◆ **TEXTE EXTRAIT**
*****

(Billet 1034) – A. Ouahbi entre l’action pour le droit et l’éructation contre le non-droit
Quand un ministre s’exprime, on l’écoute et en principe, on peut même le croire. Et quand c’est un ministre de la Justice qui prend la parole, dans l’institution parlementaire qui plus est, et qu’il évoque une situation de non-droit, alors il est important qu’il y ait des suites, voire des poursuites, contre les auteurs de ce non-droit. Le ministre qui nous intéresse est Abdellatif Ouahbi et la situation qui nous stresse est l’acte consistant à réclamer un certificat de mariage à un couple hétéro se présentant à un hôtel.
Il est bien regrettable que dans ce pays qui aspire à tant de grandes choses, nous en soyons encore réduits à ergoter sur de si petites choses. Il faut dire que le code pénal fourmille d’actes restrictifs de libertés, mais que cela soit au moins frappé au coin d’un certain bon sens. Qu’a donc dit M. Ouahbi au parlement ? Que, en substance, un hôtelier n’a pas plus le droit de refuser une chambre à une femme résidant dans la même ville que celle où se trouve l’hôtel que celui de refuser de loger un couple, homme et femme, sans que ce dernier ne présente une officialisation religieuse et légale de leur relation. Le ministre de la Justice a même ajouté que quiconque réclame ce document enfreint la loi et mériterait d’être poursuivi, M. Ouahbi ayant en outre déclaré avoir lui-même cherché le fondement juridique de la réclamation d’un acte de mariage, en vain, vingt ans durant.
Vérifications faites auprès de plusieurs hôteliers, rien de tout ce qu’a dit le ministre ne leur est parvenu. Ils persisteront à réclamer un acte de mariage à tout couple qui se présente, marié ou non. Là où réside le problème est que quand les deux personnes ne sont pas mari et femme, elles prennent deux chambres et se retrouvent ultérieurement dans l’une d’elles, pour le reste de la nuit. Et tout cela se produit le plus généralement au vu et au su du personnel de l’établissement. Pour un couple homosexuel, aucun document n’est requis, la présomption d’hétérosexualité prime ! En outre, si on devait vraiment appliquer la loi, et sachant que celle-ci ne mentionne ni ne précise la nationalité des « contrevenants », les hôteliers devraient également demander un acte de mariage à des couples étrangers, hétéros ou homos… Dura lex, sed lex ( la loi est dure mais c’est la loi) mais au Maroc, « la loi est dure… pour ceux contre lesquels elle est appliquée » !

*****

◆ **DONNÉES SOURCES**
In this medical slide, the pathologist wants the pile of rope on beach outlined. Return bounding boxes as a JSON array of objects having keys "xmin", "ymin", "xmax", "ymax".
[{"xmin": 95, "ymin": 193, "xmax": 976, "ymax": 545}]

*****

◆ **OBJECTIF**
Reproduisez à l'identique le passage du billet sur Abdellatif Ouahbi allant de « Il est bien » jusqu'à « vingt ans durant. ».

◆ **RÉSULTAT ATTENDU**
Il est bien regrettable que dans ce pays qui aspire à tant de grandes choses, nous en soyons encore réduits à ergoter sur de si petites choses. Il faut dire que le code pénal fourmille d’actes restrictifs de libertés, mais que cela soit au moins frappé au coin d’un certain bon sens. Qu’a donc dit M. Ouahbi au parlement ? Que, en substance, un hôtelier n’a pas plus le droit de refuser une chambre à une femme résidant dans la même ville que celle où se trouve l’hôtel que celui de refuser de loger un couple, homme et femme, sans que ce dernier ne présente une officialisation religieuse et légale de leur relation. Le ministre de la Justice a même ajouté que quiconque réclame ce document enfreint la loi et mériterait d’être poursuivi, M. Ouahbi ayant en outre déclaré avoir lui-même cherché le fondement juridique de la réclamation d’un acte de mariage, en vain, vingt ans durant.